JOB:
Rewrite the entries below, replacing "component" with "module" and leaving all other text unchanged.

Excerpts of location labeling data:
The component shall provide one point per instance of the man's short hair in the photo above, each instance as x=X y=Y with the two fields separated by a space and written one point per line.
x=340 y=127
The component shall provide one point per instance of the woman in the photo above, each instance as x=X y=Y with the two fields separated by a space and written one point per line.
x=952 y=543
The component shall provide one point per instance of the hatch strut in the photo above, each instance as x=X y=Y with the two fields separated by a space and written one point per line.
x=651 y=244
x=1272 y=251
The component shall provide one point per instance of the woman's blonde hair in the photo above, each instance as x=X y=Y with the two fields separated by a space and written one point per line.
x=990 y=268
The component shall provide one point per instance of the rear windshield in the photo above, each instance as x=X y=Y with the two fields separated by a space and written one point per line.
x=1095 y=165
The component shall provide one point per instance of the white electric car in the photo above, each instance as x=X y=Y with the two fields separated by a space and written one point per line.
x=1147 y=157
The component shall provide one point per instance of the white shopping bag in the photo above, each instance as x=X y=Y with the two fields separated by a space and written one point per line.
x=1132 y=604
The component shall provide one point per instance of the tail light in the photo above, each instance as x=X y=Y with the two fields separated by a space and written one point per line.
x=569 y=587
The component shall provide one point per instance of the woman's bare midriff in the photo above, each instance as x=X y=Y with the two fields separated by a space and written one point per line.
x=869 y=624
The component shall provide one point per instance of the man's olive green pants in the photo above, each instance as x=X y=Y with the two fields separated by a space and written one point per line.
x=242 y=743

THE COMPLETED TASK:
The module shall provide one point per instance of the man's short hair in the photo above, each instance as x=X y=Y with the two fields separated by a space and written one point per line.
x=340 y=127
The module shall provide one point per instance of the woman in the photo above, each instance as x=X y=Y with the two fields separated by a space and written one point per line.
x=952 y=543
The module shall provide one point per instance of the hatch strut in the photo above, each instance as x=X y=Y with the two fields separated by a space and written one point per line.
x=651 y=244
x=1272 y=251
The module shall provide one point per instance of the woman's blonde hair in the photo above, each instance as x=X y=Y with the two fields separated by a space and written one point per line.
x=990 y=268
The module shall provide one point per instance of the rear windshield in the photo above, each instance as x=X y=Y with the two fields separated by a space and written one point per line.
x=1095 y=165
The module shall provide one point per instance of the white electric car in the photo above, each instance as x=X y=Y with the two fields separated by a space and written one point per line.
x=1147 y=157
The module shall provide one point per instance of the white shopping bag in the photo above, each instance as x=X y=Y with the two fields separated by a space and written one point per line.
x=1132 y=604
The module shall provide one point per instance of the tail light in the photo above, each instance as x=X y=Y with the two fields separated by a space and written one point per line.
x=569 y=587
The module shall provide one point per instance of the woman's bare midriff in the photo above, each instance as x=X y=Y with the two fields separated by a space and written one point per line.
x=869 y=624
The module shall provide one point per instance of the man's olive green pants in the photo above, each instance as x=X y=Y with the two fields separated by a space and written one point per line.
x=242 y=743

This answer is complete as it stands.